:: TEXTE SUPPORT ::
Les débats entre académiques sont inaudibles, car incompréhensibles et terriblement corpos, alors même que des millions de familles sont concernées car leur progéniture fait des études à l’université, et que des milliers et des milliers d’entreprises savent bien que l’innovation , et donc la recherche, sont vitales pour leur compétitivité. La coupure grandes écoles-universités y est pour beaucoup bien sûr et aussi le fait qu’une proportion infinitésimale des leaders politiques et économiques vient du monde des universités et de la recherche. J’ajoute que si les débats entre académiques sont difficiles à décrypter à l’extérieur du microcosme, la stratégie de l’État dans le domaine de l’ESRI est tout aussi difficile à déchiffrer.
Le mal est très profond et les moyens supplémentaires n’y changeront rien. Le miracle c’est qu’il y en ait ! C’est l’achat a minima d’une certaine paix sociale dans le secteur, toujours explosif à cause des étudiants, et l’entretien d’un minimum de dignité scientifique pour la France et ses élites scientifiques, souvent mieux reconnues à l’étranger que dans leur propre pays.
La solution on la connait: un système universitaire simplifié mais diversifié, composé d’établissements remplissant les uns et les autres des missions différentes, très largement autonomes et libres de s’organiser comme ils l’entendent pour pouvoir mettre en valeur du mieux possible leurs atouts, ouverts sur la société pour réagir aux besoins des environnements locaux. Et un Etat véritablement stratège, pas un Etat pseudo pilote et pseudo coordonnateur!
Je suis entièrement d’accord avec ces observations et le commentaire de Bernard Belloc. Je crains qu’il soit bien tard pour une réforme correspondant à ce modèle diversifié qui se substituerait au partage actuel entre universités et grandes écoles devenu un véritable clivage social dont le sentiment de déclassement est l’un des symptômes.

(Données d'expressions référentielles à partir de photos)
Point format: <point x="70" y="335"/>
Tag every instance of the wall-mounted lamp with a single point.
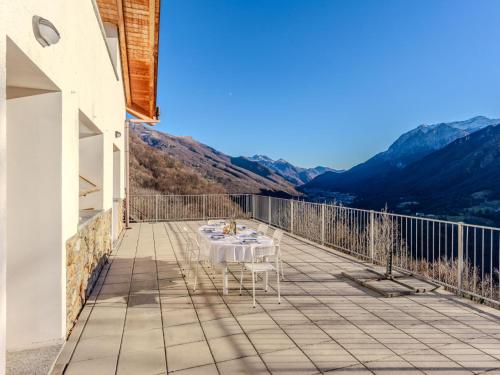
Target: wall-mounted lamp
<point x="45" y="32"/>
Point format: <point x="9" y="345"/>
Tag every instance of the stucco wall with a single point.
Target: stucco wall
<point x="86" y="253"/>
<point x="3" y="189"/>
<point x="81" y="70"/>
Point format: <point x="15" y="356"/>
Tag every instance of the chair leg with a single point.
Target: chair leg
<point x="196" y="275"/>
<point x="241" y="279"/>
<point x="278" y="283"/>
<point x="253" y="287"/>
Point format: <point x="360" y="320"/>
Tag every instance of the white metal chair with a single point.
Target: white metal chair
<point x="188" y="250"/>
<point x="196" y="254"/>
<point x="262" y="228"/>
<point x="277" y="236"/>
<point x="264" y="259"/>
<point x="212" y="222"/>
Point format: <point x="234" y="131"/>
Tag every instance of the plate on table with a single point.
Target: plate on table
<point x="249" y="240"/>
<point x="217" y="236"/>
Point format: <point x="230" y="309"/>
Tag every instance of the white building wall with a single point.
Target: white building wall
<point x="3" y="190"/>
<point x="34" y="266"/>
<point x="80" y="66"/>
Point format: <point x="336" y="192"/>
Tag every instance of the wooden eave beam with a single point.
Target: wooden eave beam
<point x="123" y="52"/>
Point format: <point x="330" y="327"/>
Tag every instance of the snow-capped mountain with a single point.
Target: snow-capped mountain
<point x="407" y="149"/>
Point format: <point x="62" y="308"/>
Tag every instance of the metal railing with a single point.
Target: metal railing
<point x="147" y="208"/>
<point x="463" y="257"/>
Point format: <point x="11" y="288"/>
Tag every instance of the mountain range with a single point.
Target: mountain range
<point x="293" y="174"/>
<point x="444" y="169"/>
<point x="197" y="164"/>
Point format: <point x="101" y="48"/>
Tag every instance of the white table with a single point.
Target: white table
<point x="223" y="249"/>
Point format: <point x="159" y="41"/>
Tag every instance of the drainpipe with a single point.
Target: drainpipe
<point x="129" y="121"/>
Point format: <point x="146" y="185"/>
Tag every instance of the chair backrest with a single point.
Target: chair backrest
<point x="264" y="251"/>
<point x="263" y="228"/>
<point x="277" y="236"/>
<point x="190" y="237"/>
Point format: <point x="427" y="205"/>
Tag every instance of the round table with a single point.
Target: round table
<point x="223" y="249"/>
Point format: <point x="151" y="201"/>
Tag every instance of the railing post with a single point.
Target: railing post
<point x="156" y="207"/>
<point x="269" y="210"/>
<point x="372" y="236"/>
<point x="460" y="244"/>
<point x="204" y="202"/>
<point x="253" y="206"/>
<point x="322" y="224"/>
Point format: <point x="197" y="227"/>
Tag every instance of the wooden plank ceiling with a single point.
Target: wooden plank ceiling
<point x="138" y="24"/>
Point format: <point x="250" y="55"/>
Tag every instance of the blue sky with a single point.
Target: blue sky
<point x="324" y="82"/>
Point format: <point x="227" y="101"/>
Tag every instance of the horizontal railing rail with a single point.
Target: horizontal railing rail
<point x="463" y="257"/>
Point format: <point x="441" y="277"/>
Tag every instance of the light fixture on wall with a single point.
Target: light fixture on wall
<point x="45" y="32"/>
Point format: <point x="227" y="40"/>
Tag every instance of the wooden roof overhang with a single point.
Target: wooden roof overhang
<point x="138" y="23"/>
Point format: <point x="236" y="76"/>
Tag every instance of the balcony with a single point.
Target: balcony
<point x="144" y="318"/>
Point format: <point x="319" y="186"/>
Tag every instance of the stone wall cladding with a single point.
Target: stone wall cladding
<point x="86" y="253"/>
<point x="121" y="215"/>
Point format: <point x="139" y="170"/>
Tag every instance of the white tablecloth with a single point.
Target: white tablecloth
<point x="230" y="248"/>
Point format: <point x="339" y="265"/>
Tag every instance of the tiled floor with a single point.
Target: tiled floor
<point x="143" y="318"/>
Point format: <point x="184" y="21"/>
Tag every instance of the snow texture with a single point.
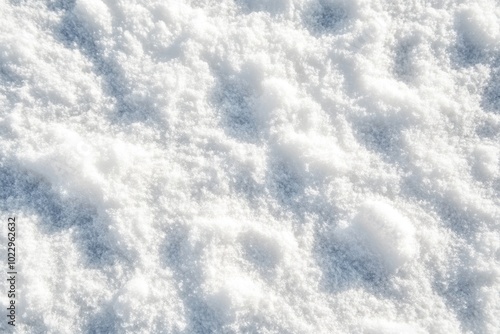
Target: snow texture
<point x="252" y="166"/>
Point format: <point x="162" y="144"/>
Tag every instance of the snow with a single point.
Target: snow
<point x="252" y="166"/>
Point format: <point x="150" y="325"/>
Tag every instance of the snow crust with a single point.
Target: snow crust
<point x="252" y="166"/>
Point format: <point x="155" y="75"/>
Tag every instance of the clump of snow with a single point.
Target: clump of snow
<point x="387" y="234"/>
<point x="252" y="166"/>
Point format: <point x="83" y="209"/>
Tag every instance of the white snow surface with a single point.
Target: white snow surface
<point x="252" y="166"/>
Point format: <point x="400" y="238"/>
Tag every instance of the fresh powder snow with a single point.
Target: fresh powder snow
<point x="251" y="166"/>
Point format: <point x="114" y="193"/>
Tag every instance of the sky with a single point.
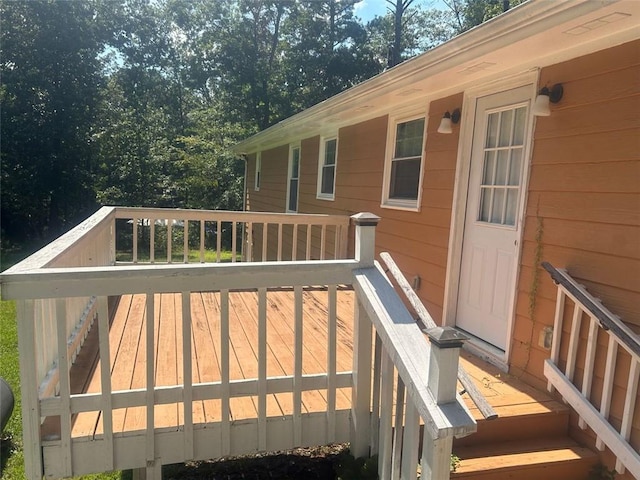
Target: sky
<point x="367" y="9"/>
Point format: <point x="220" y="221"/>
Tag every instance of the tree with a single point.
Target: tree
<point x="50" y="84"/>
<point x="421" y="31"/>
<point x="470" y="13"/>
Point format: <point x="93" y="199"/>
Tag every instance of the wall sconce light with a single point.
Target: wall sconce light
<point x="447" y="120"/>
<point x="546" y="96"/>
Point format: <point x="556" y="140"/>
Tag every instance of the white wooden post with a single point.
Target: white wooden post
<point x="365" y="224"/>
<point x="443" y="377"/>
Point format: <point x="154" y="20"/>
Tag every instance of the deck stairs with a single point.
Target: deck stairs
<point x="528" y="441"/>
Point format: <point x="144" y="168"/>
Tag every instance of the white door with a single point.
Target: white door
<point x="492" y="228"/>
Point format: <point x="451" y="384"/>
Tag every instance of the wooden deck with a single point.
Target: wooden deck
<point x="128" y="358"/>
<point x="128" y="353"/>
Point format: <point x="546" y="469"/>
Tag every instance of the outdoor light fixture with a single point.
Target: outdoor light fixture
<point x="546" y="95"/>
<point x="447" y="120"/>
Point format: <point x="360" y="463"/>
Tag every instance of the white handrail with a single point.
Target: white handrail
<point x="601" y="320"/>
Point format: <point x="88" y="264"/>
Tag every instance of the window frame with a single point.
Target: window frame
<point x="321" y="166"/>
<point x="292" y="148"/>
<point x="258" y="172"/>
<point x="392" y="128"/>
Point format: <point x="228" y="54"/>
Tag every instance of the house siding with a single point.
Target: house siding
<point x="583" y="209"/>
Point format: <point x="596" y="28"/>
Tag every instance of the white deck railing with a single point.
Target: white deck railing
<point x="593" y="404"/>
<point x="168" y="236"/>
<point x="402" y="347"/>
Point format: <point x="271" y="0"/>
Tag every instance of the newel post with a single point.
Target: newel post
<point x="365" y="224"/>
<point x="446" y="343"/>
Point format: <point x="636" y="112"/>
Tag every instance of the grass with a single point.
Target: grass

:: OBJECTIF VISÉ ::
Recopiez fidèlement, dans le texte sur l'université et la recherche, le passage qui commence par « La solution on » et se poursuit jusqu'à « et pseudo coordonnateur! ».

:: RÉPONSE ATTENDUE ::
La solution on la connait: un système universitaire simplifié mais diversifié, composé d’établissements remplissant les uns et les autres des missions différentes, très largement autonomes et libres de s’organiser comme ils l’entendent pour pouvoir mettre en valeur du mieux possible leurs atouts, ouverts sur la société pour réagir aux besoins des environnements locaux. Et un Etat véritablement stratège, pas un Etat pseudo pilote et pseudo coordonnateur!